======== Data

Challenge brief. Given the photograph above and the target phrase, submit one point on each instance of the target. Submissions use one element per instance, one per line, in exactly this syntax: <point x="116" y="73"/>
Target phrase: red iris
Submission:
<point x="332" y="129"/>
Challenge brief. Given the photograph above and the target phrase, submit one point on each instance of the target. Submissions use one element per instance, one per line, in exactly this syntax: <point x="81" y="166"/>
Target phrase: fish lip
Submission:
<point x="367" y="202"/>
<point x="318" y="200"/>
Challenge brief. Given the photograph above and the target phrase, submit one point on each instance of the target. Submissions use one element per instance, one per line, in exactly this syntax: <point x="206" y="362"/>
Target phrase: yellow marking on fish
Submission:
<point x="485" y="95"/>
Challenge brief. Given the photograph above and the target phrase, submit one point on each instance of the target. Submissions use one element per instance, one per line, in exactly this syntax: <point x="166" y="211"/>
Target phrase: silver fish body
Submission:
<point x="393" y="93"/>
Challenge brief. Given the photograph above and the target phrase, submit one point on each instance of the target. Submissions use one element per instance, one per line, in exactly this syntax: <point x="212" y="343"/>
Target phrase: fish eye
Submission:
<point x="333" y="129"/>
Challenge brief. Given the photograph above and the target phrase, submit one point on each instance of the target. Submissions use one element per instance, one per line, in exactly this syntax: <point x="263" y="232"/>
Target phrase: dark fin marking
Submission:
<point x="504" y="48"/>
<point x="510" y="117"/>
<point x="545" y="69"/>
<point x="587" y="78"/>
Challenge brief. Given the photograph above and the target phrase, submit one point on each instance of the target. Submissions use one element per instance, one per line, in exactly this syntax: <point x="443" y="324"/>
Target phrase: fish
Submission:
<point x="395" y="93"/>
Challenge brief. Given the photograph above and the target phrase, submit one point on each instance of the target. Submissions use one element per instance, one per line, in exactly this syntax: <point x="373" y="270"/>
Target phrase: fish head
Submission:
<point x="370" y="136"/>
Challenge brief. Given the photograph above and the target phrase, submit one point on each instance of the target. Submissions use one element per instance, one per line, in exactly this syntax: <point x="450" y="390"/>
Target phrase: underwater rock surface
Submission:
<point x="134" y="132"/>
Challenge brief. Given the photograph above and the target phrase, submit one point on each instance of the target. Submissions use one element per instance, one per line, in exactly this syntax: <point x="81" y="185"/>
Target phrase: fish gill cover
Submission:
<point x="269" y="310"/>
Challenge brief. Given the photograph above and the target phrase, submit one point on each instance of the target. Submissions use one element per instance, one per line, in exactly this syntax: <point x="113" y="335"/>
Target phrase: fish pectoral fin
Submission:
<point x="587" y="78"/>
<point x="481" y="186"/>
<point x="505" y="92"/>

================

**Exercise goal:** Each record needs to be duplicated exactly as given.

**Answer box:**
Challenge brief. Given the photograph above and the target phrase, submit one point on each instance of the target. Submissions use one element per instance, one per line, in exactly this syntax: <point x="116" y="73"/>
Target phrase: red iris
Submission:
<point x="332" y="129"/>
Challenge brief. Given the photograph above and the target phrase, submit one point on each instance of the target. Submissions use one element per instance, one per line, in exactly this syntax: <point x="81" y="166"/>
Target phrase: fish lip
Submission:
<point x="367" y="202"/>
<point x="318" y="200"/>
Challenge brief. Given the photograph above and the target phrase, submit one point on each instance of the target. Submissions use one element per instance, one per line, in exactly this syntax: <point x="206" y="362"/>
Target phrase: yellow marking on fish
Submission:
<point x="485" y="95"/>
Challenge brief. Given the photograph above and the target phrase, submit one point on each instance of the target. Submissions use one element per instance, one per line, in exactly this syntax: <point x="166" y="211"/>
Target phrase: silver fish body
Submission:
<point x="393" y="93"/>
Challenge brief. Given the photograph above and the target phrase, submit one point on each instance of the target. Submissions use one element per instance, one per line, in exactly this syntax: <point x="212" y="343"/>
Target phrase: fish eye
Submission:
<point x="333" y="129"/>
Challenge brief. Given the photograph above and the target phrase, submit one point on each instance of the target. Submissions use one element per instance, one per line, in exactly this syntax: <point x="263" y="232"/>
Target phrase: dark fin marking
Submission:
<point x="504" y="48"/>
<point x="510" y="117"/>
<point x="545" y="69"/>
<point x="587" y="78"/>
Challenge brief. Given the photograph above and the target phrase, submit one point on each instance of the target. Submissions use one element per instance, one per line, in exactly this syntax: <point x="443" y="324"/>
Target phrase: fish
Submission:
<point x="395" y="93"/>
Challenge brief. Given the photograph above and the target phrase, submit one point on each instance of the target. Submissions use one element per instance, one per line, in exactly this syntax: <point x="373" y="270"/>
Target phrase: fish head
Submission:
<point x="370" y="136"/>
Challenge brief. Given the photograph above and the target phrase, submit one point on each instance of the target. Submissions use one element per instance, one per line, in exactly this syntax: <point x="450" y="390"/>
Target phrase: underwater rock surface
Submission:
<point x="134" y="132"/>
Challenge brief. Given the photograph above and the target phrase, submit one point on each instance of the target. Submissions use one element per instance, one per line, in exactly this syntax: <point x="81" y="185"/>
Target phrase: fish gill cover
Submission:
<point x="269" y="310"/>
Challenge brief. Given the photograph above and the target phrase, submit one point on each instance of the target. Submissions use one element per instance, one per line, in exactly this syntax: <point x="113" y="335"/>
Target phrase: fish pectoral fin
Submission:
<point x="587" y="78"/>
<point x="481" y="186"/>
<point x="505" y="92"/>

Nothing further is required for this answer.